PAGE EXCERPT →
= George Chaworth, 1st Viscount Chaworth =

English politician

George Chaworth, 1st Viscount Chaworth of Armagh (c. 1568 – 3 July 1639) was an English politician who sat in the House of Commons between 1621 and 1624 and was raised to the peerage as Baron Chaworth and Viscount Chaworth.

==Background and early life==
Chaworth was the son of John Chaworth of Southwell, Nottinghamshire and his wife Jane Vincent. He matriculated at Trinity College, Oxford on 4 March 1586, aged 17 and was admitted to Gray's Inn in 1605. He was knighted at Greenwich on 29 May 1605 and was awarded MA at Oxford University on 30 August 1605.

==Career==
Chaworth was Constable of Bristol Castle between 1 April 1616 and 1639. The National Archives contains a volume of copy letters, expense accounts and narrative record by him of his mission as privy councillor to Brussels as Ambassador Extraordinary to the Archduchess Infanta Isabel when her husband Albert VII, Archduke of Austria died in 1621. Chaworth was to attempt negotiations for Spain's withdrawal from the Rhine Palatinate, and subsequently to negotiate a treaty with Spain. His account includes observations on his travels in France and the Netherlands.

RECORDED INFORMATION →
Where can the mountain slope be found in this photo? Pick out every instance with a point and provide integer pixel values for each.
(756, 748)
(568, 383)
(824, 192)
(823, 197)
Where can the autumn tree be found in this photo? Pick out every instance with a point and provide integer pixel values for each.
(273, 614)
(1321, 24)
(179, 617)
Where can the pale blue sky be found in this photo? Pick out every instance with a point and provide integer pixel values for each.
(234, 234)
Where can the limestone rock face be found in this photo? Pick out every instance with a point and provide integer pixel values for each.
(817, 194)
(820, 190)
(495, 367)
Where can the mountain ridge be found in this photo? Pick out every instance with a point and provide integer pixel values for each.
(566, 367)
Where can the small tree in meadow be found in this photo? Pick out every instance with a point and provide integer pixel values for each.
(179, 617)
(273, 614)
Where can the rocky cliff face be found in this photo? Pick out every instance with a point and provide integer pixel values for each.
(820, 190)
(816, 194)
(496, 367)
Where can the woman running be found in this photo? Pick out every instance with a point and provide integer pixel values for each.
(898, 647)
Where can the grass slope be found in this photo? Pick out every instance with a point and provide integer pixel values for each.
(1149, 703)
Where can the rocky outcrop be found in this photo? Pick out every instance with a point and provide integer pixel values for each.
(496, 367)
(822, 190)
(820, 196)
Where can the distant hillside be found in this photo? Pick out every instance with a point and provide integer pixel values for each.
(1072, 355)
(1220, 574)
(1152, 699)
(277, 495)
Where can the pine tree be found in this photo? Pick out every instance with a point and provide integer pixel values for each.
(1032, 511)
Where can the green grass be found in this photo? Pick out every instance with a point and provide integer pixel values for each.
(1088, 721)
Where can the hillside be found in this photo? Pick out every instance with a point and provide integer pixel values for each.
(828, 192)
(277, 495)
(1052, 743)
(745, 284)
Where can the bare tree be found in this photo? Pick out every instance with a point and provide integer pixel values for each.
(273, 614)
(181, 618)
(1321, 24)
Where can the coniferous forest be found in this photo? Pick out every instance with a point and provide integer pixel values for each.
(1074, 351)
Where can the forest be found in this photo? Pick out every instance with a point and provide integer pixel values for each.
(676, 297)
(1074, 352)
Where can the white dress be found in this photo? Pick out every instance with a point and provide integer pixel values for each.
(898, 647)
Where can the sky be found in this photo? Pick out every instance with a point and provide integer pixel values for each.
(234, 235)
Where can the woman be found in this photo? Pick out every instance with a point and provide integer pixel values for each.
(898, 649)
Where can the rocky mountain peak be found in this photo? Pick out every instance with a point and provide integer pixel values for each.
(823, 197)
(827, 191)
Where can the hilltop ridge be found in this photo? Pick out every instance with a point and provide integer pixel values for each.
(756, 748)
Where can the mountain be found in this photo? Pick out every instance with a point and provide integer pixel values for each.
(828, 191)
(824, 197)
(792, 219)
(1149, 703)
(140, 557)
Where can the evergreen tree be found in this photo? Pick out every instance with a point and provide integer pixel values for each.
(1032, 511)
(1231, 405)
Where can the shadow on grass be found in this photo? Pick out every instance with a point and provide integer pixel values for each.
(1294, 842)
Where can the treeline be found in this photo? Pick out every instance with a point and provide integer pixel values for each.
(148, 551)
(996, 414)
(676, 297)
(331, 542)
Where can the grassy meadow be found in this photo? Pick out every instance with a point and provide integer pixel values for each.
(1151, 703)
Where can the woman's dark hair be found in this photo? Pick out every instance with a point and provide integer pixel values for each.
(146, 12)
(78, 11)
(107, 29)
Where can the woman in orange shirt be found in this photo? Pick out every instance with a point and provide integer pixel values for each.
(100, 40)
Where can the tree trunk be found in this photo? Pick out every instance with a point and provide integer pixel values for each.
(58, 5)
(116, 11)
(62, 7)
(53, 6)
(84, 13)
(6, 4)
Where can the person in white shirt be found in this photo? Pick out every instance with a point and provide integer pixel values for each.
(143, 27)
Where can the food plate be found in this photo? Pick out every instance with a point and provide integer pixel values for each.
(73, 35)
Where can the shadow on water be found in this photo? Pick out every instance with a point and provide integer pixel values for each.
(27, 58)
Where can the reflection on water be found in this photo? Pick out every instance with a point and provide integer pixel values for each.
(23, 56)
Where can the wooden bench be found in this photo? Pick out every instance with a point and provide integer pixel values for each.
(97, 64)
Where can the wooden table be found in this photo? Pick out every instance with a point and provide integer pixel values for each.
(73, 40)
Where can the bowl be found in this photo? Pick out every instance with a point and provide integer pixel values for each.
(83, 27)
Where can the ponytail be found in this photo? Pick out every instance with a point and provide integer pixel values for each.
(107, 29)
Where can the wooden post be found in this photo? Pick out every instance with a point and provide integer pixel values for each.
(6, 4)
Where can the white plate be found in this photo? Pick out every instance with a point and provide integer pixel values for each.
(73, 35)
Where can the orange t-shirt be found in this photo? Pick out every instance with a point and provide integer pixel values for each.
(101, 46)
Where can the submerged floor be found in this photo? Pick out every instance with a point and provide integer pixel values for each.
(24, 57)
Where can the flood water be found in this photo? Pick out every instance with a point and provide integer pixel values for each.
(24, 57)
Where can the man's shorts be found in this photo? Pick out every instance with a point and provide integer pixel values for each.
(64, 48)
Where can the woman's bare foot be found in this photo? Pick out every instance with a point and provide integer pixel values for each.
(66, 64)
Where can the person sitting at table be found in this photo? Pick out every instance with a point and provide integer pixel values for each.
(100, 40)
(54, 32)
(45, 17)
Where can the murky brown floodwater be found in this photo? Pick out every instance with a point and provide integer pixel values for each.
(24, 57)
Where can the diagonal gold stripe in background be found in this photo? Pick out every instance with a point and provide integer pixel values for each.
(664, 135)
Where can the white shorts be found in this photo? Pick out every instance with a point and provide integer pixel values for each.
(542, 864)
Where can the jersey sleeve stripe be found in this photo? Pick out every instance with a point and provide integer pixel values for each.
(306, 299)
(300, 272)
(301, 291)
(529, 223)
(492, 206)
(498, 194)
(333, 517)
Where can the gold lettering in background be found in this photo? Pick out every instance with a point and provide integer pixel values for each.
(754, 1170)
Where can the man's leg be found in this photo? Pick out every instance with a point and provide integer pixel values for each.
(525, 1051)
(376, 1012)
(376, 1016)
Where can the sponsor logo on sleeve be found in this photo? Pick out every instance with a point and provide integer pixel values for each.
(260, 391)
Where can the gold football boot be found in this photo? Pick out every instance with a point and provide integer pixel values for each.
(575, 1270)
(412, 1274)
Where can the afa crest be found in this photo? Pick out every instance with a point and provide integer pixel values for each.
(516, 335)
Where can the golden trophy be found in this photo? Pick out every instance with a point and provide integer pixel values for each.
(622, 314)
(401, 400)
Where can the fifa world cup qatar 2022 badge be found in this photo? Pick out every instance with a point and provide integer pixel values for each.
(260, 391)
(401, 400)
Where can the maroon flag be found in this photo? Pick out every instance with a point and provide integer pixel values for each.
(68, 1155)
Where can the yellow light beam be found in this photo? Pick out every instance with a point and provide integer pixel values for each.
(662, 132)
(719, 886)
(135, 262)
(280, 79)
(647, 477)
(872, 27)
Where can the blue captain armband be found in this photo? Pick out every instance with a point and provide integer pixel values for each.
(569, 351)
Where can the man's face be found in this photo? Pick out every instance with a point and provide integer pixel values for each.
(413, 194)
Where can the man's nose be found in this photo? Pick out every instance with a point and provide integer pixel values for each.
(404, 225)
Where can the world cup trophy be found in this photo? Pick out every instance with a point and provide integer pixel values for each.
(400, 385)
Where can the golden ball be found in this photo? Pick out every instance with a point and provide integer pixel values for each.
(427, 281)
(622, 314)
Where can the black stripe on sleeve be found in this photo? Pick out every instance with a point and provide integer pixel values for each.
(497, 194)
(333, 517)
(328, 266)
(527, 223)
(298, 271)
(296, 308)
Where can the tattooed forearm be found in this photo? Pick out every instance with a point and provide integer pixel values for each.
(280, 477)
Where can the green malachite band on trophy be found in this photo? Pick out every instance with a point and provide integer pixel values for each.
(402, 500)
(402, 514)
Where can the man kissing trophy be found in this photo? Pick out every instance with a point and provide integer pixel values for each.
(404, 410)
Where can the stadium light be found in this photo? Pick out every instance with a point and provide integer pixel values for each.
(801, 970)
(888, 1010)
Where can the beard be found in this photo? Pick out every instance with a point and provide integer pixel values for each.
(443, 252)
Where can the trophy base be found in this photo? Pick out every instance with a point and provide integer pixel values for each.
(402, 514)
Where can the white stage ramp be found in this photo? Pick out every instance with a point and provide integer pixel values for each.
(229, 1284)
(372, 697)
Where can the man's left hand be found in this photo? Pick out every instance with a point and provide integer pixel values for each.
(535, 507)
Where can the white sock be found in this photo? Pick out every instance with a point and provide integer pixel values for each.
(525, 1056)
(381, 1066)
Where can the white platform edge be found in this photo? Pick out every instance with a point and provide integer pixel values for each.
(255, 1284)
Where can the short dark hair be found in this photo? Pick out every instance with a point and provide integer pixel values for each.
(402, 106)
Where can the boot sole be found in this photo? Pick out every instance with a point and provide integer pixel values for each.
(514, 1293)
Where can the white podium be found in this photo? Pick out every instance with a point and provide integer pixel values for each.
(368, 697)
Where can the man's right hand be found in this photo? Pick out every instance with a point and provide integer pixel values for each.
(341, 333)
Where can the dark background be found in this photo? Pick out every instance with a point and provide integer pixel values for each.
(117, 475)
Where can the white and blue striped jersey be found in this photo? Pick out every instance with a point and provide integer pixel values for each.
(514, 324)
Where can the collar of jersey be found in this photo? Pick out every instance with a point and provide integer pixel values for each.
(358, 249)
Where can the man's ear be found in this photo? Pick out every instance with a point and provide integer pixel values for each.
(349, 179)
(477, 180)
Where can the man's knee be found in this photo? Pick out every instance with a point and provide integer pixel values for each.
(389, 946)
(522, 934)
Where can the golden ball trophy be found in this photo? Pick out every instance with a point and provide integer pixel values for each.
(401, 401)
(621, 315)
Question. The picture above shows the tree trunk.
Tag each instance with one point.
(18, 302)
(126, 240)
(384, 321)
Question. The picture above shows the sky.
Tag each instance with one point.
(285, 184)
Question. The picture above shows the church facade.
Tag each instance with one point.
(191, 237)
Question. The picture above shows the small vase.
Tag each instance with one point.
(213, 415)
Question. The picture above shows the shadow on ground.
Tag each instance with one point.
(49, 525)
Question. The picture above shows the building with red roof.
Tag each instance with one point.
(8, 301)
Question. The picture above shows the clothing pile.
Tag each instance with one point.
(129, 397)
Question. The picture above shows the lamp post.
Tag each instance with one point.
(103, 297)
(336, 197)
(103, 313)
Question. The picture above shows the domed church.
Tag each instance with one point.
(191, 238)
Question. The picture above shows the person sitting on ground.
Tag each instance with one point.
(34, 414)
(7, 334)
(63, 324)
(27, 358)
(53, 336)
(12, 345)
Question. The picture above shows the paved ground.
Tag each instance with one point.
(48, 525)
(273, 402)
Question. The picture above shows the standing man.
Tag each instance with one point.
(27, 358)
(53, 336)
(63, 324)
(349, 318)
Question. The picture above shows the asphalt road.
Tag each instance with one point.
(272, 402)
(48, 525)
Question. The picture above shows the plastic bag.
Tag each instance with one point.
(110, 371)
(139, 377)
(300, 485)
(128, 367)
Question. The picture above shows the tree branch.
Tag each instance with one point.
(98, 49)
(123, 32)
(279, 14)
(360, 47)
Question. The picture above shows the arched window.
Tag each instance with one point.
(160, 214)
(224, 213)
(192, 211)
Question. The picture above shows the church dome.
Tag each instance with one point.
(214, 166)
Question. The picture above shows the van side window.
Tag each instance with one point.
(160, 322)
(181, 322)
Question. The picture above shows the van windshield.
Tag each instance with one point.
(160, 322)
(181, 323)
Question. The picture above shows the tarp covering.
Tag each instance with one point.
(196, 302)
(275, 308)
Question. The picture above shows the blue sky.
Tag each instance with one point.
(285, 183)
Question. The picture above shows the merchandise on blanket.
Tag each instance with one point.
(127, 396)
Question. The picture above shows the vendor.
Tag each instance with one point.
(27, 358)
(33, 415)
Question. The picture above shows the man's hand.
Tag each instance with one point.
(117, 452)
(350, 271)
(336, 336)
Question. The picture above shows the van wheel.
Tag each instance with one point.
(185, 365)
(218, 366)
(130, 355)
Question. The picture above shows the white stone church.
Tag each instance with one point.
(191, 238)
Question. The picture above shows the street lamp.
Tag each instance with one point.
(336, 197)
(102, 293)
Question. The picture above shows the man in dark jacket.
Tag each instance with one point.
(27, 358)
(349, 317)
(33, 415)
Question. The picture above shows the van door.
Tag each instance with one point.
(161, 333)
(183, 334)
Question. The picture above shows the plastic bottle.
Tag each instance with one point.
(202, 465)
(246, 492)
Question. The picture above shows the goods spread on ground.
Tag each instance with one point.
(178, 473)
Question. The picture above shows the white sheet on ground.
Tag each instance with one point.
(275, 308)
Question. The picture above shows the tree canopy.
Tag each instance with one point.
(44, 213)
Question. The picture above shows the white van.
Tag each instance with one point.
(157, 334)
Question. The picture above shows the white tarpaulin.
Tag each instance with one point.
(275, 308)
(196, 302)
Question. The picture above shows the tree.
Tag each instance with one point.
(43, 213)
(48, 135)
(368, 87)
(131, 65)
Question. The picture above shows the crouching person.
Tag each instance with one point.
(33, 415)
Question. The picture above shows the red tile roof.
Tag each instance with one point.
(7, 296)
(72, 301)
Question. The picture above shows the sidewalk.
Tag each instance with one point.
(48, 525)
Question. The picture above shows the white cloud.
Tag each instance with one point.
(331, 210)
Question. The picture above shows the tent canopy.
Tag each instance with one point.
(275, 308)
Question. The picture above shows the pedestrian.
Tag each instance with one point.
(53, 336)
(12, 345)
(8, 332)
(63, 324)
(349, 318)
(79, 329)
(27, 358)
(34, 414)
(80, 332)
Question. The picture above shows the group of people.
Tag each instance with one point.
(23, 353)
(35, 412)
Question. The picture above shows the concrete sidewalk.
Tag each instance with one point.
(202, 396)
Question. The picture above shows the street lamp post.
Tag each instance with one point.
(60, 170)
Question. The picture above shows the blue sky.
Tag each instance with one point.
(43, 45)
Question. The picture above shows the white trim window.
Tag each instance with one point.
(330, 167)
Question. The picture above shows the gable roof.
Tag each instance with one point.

EXERCISE → Quote the passage of the George Chaworth text starting at "George Chaworth, 1st Viscount Chaworth of" and ending at "30 August 1605.", without changing a word.

RESPONSE FOR THIS EXERCISE →
George Chaworth, 1st Viscount Chaworth of Armagh (c. 1568 – 3 July 1639) was an English politician who sat in the House of Commons between 1621 and 1624 and was raised to the peerage as Baron Chaworth and Viscount Chaworth.

==Background and early life==
Chaworth was the son of John Chaworth of Southwell, Nottinghamshire and his wife Jane Vincent. He matriculated at Trinity College, Oxford on 4 March 1586, aged 17 and was admitted to Gray's Inn in 1605. He was knighted at Greenwich on 29 May 1605 and was awarded MA at Oxford University on 30 August 1605.